* Begin SOURCE TEXT *

Обсуждение: Query unable to utilize index without typecast to fixed length character

Поиск
Список
Период
Сортировка

Query unable to utilize index without typecast to fixed length character

От
ahi
Дата:
Hello,

We have encountered an unexpected quirk with our DB and we are unsure if this is expected behaviour or an issue.

PG version PostgreSQL 14.3 on aarch64-unknown-linux-gnu, compiled by aarch64-unknown-linux-gnu-gcc (GCC) 7.4.0, 64-bit

schema of table in question and related indexes


CREATE TABLE public.marketplace_sale (
    log_index integer NOT NULL,
    created_at timestamp with time zone DEFAULT now() NOT NULL,
    updated_at timestamp with time zone DEFAULT now() NOT NULL,
    block_timestamp timestamp with time zone NOT NULL,
    block bigint NOT NULL,
    contract_address character(42) NOT NULL,
    buyer_address character(42) NOT NULL,
    seller_address character(42) NOT NULL,
    transaction_hash character(66) NOT NULL,
    quantity numeric NOT NULL,
    token_id numeric NOT NULL,
    seller_amount_wei numeric,
    marketplace_fees_wei numeric DEFAULT 0,
    royalty_fees_wei numeric DEFAULT 0,
    data_source text NOT NULL,
    marketplace text,
    original_data jsonb,
    source_discriminator text,
    total_amount_wei numeric NOT NULL,
    unique_hash bytea GENERATED ALWAYS AS (sha512((((((((((transaction_hash)::text || (block)::text) || (log_index)::text) || (contract_address)::text) || (token_id)::text) || (buyer_address)::text) || (seller_address)::text) || (quantity)::text))::bytea)) STORED NOT NULL,
    CONSTRAINT buyer_address_lower CHECK (((buyer_address)::text = lower((buyer_address)::text))),
    CONSTRAINT buyer_address_prefix CHECK (starts_with((buyer_address)::text, '0x'::text)),
    CONSTRAINT contract_address_lower CHECK (((contract_address)::text = lower((contract_address)::text))),
    CONSTRAINT contract_address_prefix CHECK (starts_with((contract_address)::text, '0x'::text)),
    CONSTRAINT seller_address_lower CHECK (((seller_address)::text = lower((seller_address)::text))),
    CONSTRAINT seller_address_prefix CHECK (starts_with((seller_address)::text, '0x'::text)),
    CONSTRAINT transaction_hash_lower CHECK (((transaction_hash)::text = lower((transaction_hash)::text))),
    CONSTRAINT transaction_hash_prefix CHECK (starts_with((transaction_hash)::text, '0x'::text))
);

ALTER TABLE ONLY public.marketplace_sale
    ADD CONSTRAINT marketplace_sale_pkey PRIMARY KEY (unique_hash);
CREATE INDEX sales_contract_blocktimestamp_idx ON public.marketplace_sale USING btree (contract_address, block_timestamp);
CREATE INDEX sales_contract_date_idx ON public.marketplace_sale USING btree (contract_address, token_id, block_timestamp);


When running this query

EXPLAIN(verbose, costs, buffers) with token_pairs(contract_address, token_id)  as (
  values ('0xed5af388653567af2f388e6224dc7c4b3241c544', '1375'::numeric ), ('0xed5af388653567af2f388e6224dc7c4b3241c544', '4'::numeric )

* End SOURCE TEXT *
* Begin MATERIAL PROVIDED *

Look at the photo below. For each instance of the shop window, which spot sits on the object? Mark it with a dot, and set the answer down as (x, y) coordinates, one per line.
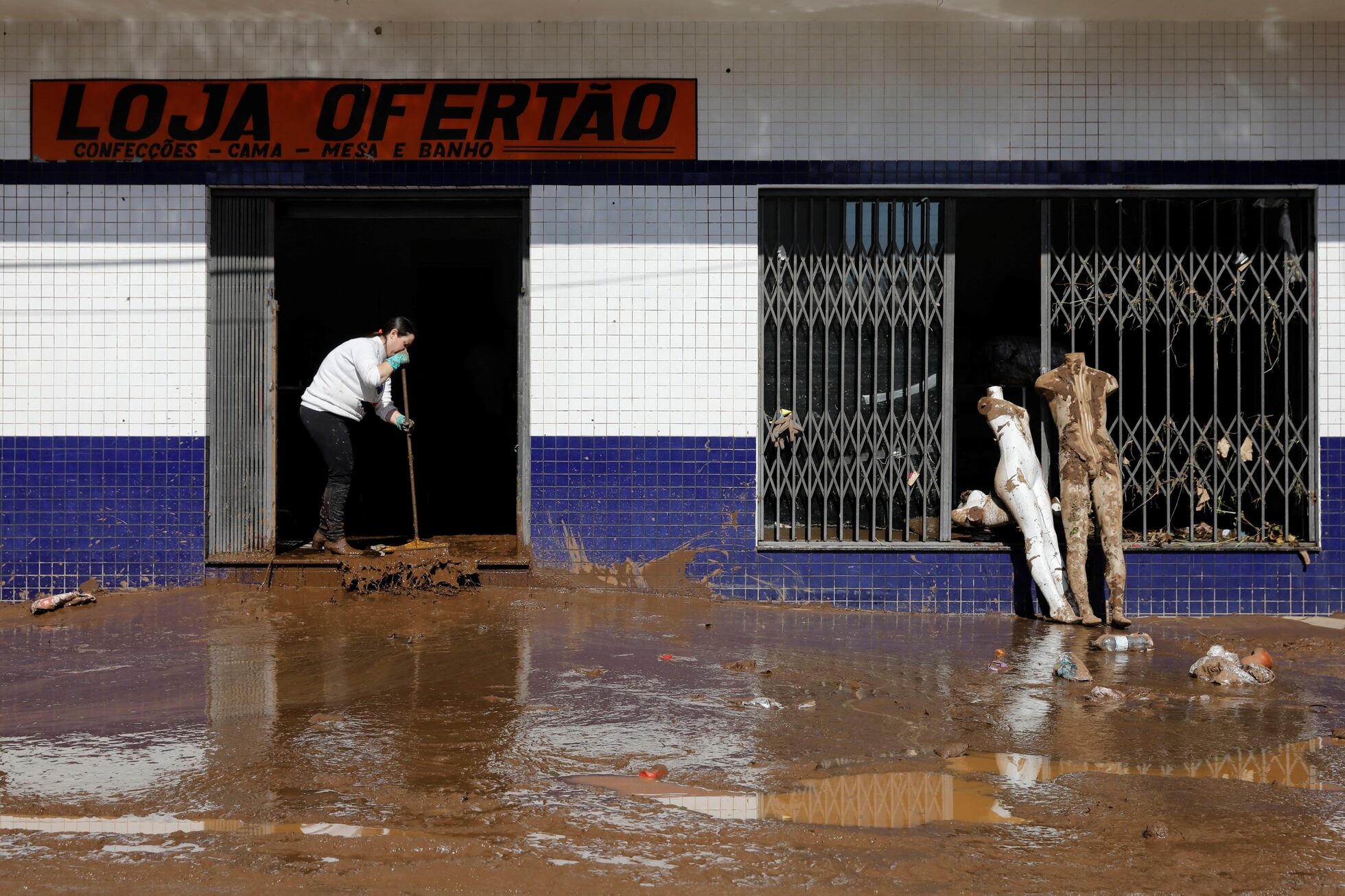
(1203, 307)
(856, 295)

* End MATERIAL PROVIDED *

● **TASKS AND EXERCISES**:
A – In the PostgreSQL index thread, which columns does the index sales_contract_blocktimestamp_idx cover?
B – Please extract the passage of the PostgreSQL index thread from "When running this" up to and including "('0xed5af388653567af2f388e6224dc7c4b3241c544', '4'::numeric )", copying it word for word.
C – Extend the PostgreSQL index thread onward from its final line.

● **EXPECTED RESPONSES**:
A – contract_address and block_timestamp

B –
When running this query

EXPLAIN(verbose, costs, buffers) with token_pairs(contract_address, token_id)  as (
  values ('0xed5af388653567af2f388e6224dc7c4b3241c544', '1375'::numeric ), ('0xed5af388653567af2f388e6224dc7c4b3241c544', '4'::numeric )

C –
)
select sales.* from token_pairs, LATERAL (
select
  contract_address, token_id,
  block_timestamp, total_amount_wei, buyer_address,
  seller_address, block, quantity, transaction_hash
  from marketplace_sale
where                        
(marketplace_sale.contract_address, marketplace_sale.token_id) = (token_pairs.contract_address, token_pairs.token_id)
order by contract_address desc, token_id desc, block_timestamp desc
limit 1                      
) sales;

we get the query plan
                                                                                                                                                   QUERY PLAN                                                                                                                                                  
----------------------------------------------------------------------------------------------------------------------------------------------------------------------------------------------------------------------------------------------------------------------------------------------------------------
 Nested Loop  (cost=0.69..332764.78 rows=2 width=231)
   Output: marketplace_sale.contract_address, marketplace_sale.token_id, marketplace_sale.block_timestamp, marketplace_sale.total_amount_wei, marketplace_sale.buyer_address, marketplace_sale.seller_address, marketplace_sale.block, marketplace_sale.quantity, marketplace_sale.transaction_hash
   ->  Values Scan on "*VALUES*"  (cost=0.00..0.03 rows=2 width=64)
         Output: "*VALUES*".column1, "*VALUES*".column2
   ->  Limit  (cost=0.69..166382.36 rows=1 width=231)
         Output: marketplace_sale.contract_address, marketplace_sale.token_id, marketplace_sale.block_timestamp, marketplace_sale.total_amount_wei, marketplace_sale.buyer_address, marketplace_sale.seller_address, marketplace_sale.block, marketplace_sale.quantity, marketplace_sale.transaction_hash
         ->  Index Scan Backward using sales_contract_date_idx on public.marketplace_sale  (cost=0.69..3660397.27 rows=22 width=231)
               Output: marketplace_sale.contract_address, marketplace_sale.token_id, marketplace_sale.block_timestamp, marketplace_sale.total_amount_wei, marketplace_sale.buyer_address, marketplace_sale.seller_address, marketplace_sale.block, marketplace_sale.quantity, marketplace_sale.transaction_hash
               Index Cond: (marketplace_sale.token_id = "*VALUES*".column2)
               Filter: ((marketplace_sale.contract_address)::text = "*VALUES*".column1)
 Query Identifier: 8815736494208428864
 Planning:
   Buffers: shared hit=4
(13 rows)

As you can see it is unable to fully utilize the (contract_address, token_id, block_timestamp) index and can only use the token_id column as the index condition.

However if we explicitly cast the contract values in the values list to varchar or character(42)

Like so
EXPLAIN(verbose, costs, buffers) with token_pairs(contract_address, token_id)  as (
  values ('0xed5af388653567af2f388e6224dc7c4b3241c544'::varchar, '1375'::numeric ), ('0xed5af388653567af2f388e6224dc7c4b3241c544'::varchar, '4'::numeric )
)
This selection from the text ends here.